**Text to read**
• • •

Tony Abbott's war-time posturing isn't real, but rather a concocted political spinfest — those who know real fear can tell the difference, writes Sophie Love.
WHEN I WAS 10, my father was commanding a paratroop regiment in Ireland.
It was the height of 'The Troubles' — 1976, the year of the great British drought and the last years of my childhood before the spartan rigours of boarding school.
My father was on the IRA hitlist and every time we were going to use the car, I had to check under it for incendiary devices. I'm quite sure that I didn't really know what I was looking for, but I clearly remember peering under the car looking for anything different or strange. It was my job. Not your average childhood chore!
Every night, my Mother and I would watch the 6 o'clock news, holding our breath, to see if there had been any violence in Ireland. If there had been an incident, we would wait, barely breathing, rigid with fear, to see if my father would phone. If we still had a family. When the telephone finally rang, we would stop breathing again until Mummy heard my father's voice — then we could breathe. I would go to bed. All was well. For another day.
For most people in England, 'The Troubles' were remote until the 1972 Aldershot Army barracks bombing, which killed 7 people and the 1974 Guildford pub and Houses of Parliament bombings. In 1975 the IRA bombed the Hilton Hotel, killing two and injuring 63 people. Then terror was closer to home.
But with classic 'stiff upper lip', the British refused to let fear compromise or change their lives. The blitz mentality was resuscitated for another generation. And continued until 2001.
But the bombings were sporadic in the UK and no-one could predict or plan for them. So life had to continue as normal.
For our family, terror was closer to home, as it is for all families with a member who serves in the Defence forces. It was daily, it was real and its effects have been lifelong.
Forgive me if I see Tony Abbott's trumped up fear and warmongering for what it is — the last ditch attempts of an unpopular prime minister to gain some support in a country that is sick of his political posturing. It's the George Dubya Bush school of crisis management — concoct a war, ramp up the terror and let fear and loathing for the unseen enemy unite the country behind he who so bravely leads the charge.

• • •

[Records from a pointing dataset]

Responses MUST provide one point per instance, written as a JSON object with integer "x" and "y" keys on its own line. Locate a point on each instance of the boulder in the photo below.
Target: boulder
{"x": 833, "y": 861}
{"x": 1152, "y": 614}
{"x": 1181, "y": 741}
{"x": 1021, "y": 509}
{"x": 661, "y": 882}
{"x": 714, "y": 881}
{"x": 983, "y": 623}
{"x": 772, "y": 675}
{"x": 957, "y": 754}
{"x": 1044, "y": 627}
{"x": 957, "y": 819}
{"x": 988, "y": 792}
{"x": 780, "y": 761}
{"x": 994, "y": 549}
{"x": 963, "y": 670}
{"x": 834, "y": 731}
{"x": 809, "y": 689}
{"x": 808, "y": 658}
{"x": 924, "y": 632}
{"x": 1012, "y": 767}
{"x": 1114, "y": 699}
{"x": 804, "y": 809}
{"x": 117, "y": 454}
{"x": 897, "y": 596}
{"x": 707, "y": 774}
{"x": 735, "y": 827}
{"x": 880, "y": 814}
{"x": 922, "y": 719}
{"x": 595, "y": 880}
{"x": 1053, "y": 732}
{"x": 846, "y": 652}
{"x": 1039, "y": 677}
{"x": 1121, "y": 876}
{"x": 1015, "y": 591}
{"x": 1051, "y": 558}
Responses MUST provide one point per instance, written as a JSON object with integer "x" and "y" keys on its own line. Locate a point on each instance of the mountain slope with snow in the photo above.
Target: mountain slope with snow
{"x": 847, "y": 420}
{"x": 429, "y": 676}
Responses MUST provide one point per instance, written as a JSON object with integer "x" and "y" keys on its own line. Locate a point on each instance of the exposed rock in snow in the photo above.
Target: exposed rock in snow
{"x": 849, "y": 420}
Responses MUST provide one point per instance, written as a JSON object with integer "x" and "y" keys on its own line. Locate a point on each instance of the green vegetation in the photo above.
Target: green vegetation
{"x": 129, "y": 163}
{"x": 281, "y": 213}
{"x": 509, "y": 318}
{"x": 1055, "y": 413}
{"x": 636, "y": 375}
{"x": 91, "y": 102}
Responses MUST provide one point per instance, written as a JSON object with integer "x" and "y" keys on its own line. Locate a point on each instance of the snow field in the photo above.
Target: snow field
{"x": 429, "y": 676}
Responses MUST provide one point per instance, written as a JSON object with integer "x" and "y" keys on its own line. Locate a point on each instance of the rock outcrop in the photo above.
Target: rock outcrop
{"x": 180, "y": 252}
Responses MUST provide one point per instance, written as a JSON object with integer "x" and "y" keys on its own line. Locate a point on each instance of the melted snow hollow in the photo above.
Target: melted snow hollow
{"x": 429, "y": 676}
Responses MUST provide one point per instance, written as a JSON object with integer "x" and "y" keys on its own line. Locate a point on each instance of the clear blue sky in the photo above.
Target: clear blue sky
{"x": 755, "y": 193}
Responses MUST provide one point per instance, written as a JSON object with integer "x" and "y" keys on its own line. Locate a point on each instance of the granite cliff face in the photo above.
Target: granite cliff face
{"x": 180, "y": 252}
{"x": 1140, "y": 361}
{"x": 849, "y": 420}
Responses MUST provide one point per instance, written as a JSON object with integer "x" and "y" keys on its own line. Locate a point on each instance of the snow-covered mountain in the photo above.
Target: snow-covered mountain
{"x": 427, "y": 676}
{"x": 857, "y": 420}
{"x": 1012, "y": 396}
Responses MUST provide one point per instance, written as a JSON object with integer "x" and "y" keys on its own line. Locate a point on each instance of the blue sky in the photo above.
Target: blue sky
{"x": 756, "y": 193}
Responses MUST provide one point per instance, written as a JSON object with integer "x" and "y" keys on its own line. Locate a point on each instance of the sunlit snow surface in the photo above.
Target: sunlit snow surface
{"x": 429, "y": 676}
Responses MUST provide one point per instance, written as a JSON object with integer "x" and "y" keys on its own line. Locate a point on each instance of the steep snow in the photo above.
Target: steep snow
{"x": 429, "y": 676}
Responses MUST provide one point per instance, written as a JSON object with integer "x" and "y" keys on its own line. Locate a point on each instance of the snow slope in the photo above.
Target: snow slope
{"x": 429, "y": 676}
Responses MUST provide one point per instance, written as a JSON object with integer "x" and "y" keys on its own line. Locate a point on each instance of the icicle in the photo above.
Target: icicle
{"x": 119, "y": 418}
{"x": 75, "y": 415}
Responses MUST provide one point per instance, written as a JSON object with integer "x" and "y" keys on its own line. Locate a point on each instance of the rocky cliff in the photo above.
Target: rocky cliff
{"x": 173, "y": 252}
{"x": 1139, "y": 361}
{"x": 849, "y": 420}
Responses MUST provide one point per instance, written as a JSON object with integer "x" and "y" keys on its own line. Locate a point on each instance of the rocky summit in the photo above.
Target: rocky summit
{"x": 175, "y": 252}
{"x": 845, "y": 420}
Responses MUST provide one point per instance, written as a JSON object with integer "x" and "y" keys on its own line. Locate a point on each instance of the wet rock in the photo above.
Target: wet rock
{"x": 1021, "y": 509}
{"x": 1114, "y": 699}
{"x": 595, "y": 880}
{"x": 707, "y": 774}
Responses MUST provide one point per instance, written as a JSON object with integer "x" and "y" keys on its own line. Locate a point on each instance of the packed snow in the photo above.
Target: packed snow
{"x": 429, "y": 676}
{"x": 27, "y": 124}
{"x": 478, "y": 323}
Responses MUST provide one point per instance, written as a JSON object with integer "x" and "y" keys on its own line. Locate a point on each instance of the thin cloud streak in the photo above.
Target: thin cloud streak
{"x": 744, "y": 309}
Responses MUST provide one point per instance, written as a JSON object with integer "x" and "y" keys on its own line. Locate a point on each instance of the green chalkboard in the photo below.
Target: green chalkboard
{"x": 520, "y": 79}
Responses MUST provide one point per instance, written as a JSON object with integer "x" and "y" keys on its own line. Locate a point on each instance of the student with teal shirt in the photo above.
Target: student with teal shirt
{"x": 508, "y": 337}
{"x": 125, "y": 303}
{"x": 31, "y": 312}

• • •

**Things to do**
A. According to the essay on Tony Abbott, how many people were killed in the 1972 Aldershot Army barracks bombing?
B. Gather every line of the records that contains the word "hollow".

**The replies**
A. Seven people.

B.
Responses MUST provide one point per instance, written as a JSON object with integer "x" and "y" keys on its own line. Locate a point on each instance of the melted snow hollow in the photo above.
Target: melted snow hollow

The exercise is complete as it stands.